■ DATA PROVIDED ■
....

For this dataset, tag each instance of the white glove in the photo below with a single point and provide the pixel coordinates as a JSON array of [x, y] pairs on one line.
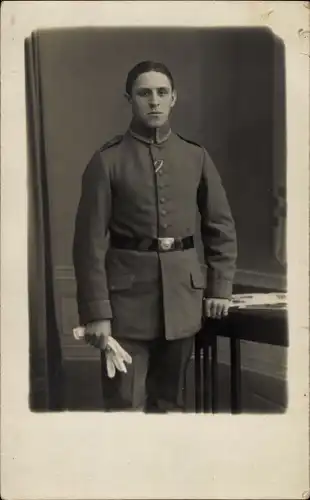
[[115, 355]]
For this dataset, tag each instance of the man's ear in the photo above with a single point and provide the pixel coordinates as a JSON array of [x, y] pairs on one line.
[[174, 98], [128, 97]]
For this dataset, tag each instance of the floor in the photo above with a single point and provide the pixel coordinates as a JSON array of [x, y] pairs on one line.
[[260, 393]]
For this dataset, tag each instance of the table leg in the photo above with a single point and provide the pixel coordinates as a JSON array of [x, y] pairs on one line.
[[214, 376], [198, 384], [235, 367], [206, 377]]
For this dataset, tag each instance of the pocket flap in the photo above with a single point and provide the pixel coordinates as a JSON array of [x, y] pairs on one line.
[[121, 282], [197, 277]]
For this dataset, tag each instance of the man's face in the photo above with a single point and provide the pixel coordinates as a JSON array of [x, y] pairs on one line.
[[152, 99]]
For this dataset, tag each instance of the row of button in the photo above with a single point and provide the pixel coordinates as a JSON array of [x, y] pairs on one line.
[[158, 164]]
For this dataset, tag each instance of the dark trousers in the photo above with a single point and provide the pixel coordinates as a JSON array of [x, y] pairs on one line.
[[154, 382]]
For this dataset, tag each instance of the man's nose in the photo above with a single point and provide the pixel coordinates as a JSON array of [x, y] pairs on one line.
[[154, 100]]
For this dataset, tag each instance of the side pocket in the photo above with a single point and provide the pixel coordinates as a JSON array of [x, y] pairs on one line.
[[197, 277], [121, 282]]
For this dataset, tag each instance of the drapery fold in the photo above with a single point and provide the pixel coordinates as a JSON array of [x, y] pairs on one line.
[[46, 376]]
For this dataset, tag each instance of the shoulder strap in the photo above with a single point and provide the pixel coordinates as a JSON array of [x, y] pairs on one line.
[[189, 141], [113, 142]]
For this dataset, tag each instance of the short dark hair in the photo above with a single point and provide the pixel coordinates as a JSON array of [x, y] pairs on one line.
[[145, 67]]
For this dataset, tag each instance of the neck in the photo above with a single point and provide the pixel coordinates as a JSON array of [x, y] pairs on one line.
[[148, 134]]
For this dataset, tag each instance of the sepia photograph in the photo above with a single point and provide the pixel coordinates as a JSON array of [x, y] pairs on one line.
[[154, 250], [157, 245]]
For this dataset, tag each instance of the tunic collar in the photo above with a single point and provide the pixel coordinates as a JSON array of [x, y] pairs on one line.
[[149, 135]]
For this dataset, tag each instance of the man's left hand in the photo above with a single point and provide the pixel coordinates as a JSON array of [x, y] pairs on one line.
[[216, 308]]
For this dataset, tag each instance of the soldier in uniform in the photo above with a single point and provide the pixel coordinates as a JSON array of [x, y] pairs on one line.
[[139, 278]]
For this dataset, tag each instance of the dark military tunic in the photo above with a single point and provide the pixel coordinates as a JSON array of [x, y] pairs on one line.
[[145, 185]]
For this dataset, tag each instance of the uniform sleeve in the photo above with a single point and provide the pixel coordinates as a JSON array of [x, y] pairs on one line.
[[90, 243], [217, 232]]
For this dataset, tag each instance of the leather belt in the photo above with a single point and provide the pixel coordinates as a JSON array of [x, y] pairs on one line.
[[151, 244]]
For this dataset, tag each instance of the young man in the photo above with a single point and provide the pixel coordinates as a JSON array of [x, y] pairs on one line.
[[138, 275]]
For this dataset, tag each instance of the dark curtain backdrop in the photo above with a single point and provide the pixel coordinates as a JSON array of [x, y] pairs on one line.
[[231, 91], [46, 375]]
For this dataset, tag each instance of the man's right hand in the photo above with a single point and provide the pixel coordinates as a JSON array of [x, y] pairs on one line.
[[97, 333]]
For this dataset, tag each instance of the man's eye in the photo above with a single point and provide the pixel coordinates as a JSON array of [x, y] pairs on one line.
[[143, 93]]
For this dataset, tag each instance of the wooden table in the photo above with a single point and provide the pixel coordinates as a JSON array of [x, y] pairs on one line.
[[269, 326]]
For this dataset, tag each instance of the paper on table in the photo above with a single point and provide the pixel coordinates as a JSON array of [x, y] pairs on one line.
[[244, 300]]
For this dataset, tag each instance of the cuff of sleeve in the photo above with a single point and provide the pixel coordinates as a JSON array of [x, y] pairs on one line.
[[219, 288], [94, 310]]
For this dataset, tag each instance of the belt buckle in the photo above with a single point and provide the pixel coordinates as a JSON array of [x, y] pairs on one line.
[[166, 244]]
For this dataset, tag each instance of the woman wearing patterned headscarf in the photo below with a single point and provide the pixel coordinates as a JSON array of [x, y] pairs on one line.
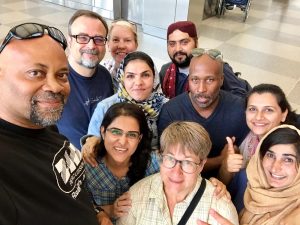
[[273, 190], [136, 77]]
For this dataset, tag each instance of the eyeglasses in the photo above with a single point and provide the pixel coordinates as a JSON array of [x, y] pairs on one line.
[[85, 39], [213, 53], [126, 23], [133, 135], [186, 165], [33, 30], [183, 42]]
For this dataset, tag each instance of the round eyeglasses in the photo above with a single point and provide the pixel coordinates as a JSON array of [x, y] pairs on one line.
[[85, 39], [187, 166]]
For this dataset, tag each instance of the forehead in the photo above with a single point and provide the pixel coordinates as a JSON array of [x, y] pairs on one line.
[[88, 25], [137, 64], [42, 50], [121, 30], [266, 99], [204, 65], [178, 35], [179, 149], [125, 123], [283, 149]]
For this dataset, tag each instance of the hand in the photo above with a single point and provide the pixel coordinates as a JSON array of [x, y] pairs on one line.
[[233, 161], [220, 190], [103, 219], [89, 150], [220, 219], [291, 219], [122, 205]]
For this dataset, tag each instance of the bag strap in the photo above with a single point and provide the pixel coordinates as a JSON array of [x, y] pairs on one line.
[[188, 212]]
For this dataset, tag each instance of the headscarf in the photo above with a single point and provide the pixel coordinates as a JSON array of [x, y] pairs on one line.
[[150, 106], [266, 205]]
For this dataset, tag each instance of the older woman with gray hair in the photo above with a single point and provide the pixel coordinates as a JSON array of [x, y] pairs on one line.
[[178, 194]]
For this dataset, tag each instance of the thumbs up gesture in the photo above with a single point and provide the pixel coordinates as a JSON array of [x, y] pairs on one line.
[[234, 161]]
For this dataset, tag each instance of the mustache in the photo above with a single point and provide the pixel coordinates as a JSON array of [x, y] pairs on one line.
[[48, 96], [201, 96], [90, 51]]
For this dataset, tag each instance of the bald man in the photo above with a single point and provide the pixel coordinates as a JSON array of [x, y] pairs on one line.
[[41, 175]]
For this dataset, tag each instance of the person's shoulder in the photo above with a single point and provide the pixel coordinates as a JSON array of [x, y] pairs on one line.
[[102, 70], [166, 66], [110, 100], [182, 98], [229, 97], [144, 185]]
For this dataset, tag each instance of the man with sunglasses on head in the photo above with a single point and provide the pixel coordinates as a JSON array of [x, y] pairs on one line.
[[41, 173], [90, 82], [220, 112], [181, 39]]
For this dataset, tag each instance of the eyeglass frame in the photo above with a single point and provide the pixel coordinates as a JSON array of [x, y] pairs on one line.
[[180, 162], [122, 132], [132, 24], [198, 52], [89, 39], [12, 34]]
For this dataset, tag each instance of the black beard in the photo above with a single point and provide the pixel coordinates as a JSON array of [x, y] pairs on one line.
[[183, 64]]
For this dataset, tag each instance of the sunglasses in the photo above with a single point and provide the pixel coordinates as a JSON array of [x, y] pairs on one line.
[[33, 30], [130, 24], [213, 53]]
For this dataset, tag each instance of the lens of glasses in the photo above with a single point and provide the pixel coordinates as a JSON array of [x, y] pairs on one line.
[[186, 165], [119, 133], [28, 30]]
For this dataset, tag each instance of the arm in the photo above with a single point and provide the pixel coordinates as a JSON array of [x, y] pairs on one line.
[[220, 219], [89, 150], [120, 208], [164, 119]]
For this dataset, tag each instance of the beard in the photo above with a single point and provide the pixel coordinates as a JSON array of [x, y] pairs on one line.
[[49, 116], [210, 100], [182, 64], [89, 63]]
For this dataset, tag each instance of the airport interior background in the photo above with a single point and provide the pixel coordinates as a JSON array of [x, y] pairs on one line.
[[265, 48]]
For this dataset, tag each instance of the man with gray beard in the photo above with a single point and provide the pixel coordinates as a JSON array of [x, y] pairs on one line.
[[41, 173], [90, 82]]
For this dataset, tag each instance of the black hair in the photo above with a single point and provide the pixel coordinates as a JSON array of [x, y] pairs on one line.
[[140, 159], [281, 99], [141, 56], [282, 135]]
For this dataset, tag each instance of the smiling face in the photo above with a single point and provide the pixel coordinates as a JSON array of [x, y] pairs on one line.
[[86, 55], [33, 81], [121, 42], [175, 181], [179, 47], [138, 79], [263, 113], [205, 81], [280, 165], [121, 147]]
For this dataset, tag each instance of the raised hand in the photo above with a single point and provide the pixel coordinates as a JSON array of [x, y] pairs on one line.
[[234, 161]]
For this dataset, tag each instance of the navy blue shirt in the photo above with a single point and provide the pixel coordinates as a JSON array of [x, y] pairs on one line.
[[228, 119], [86, 93]]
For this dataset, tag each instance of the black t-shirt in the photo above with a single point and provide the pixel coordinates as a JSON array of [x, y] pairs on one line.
[[41, 179]]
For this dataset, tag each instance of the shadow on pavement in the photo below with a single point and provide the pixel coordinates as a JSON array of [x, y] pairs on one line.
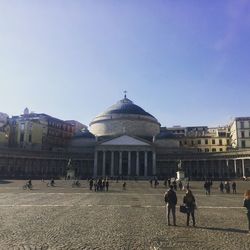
[[5, 182], [232, 230]]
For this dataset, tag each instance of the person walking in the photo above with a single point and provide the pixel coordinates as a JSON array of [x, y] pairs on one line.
[[171, 201], [234, 187], [189, 201], [246, 204], [221, 187]]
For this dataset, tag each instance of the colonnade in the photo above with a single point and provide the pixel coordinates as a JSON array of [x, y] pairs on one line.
[[208, 168], [124, 163]]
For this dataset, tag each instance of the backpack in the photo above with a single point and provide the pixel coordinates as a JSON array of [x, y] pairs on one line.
[[166, 197]]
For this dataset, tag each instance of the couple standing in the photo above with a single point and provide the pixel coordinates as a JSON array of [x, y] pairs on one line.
[[171, 201]]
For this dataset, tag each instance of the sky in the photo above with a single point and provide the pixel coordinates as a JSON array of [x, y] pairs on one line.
[[185, 62]]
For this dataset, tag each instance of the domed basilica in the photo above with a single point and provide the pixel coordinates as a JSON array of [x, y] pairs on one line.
[[127, 141]]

....

Reproduce the part of the records that opens with the line containing "For this dataset, tag each instance of the cuff" and closes with the line containing "[[166, 244]]", both ends included, and nothing beyond it. Keep the requests unchanged, but scale every coordinate in the answers by 1.35, rounding each result to a whole number with halves going up.

■ IN RESPONSE ■
For this dataset, tag each instance of the cuff of sleeve in the photo above with a single point and provide the pixel coordinates as a JSON array of [x, y] pairs on one line.
[[296, 389], [127, 419]]
For this dataset, tag each instance of the belt buckle in the photo above with a single point and provide the pixel coordinates as a JSON array of [x, y] pairs on one line.
[[224, 329]]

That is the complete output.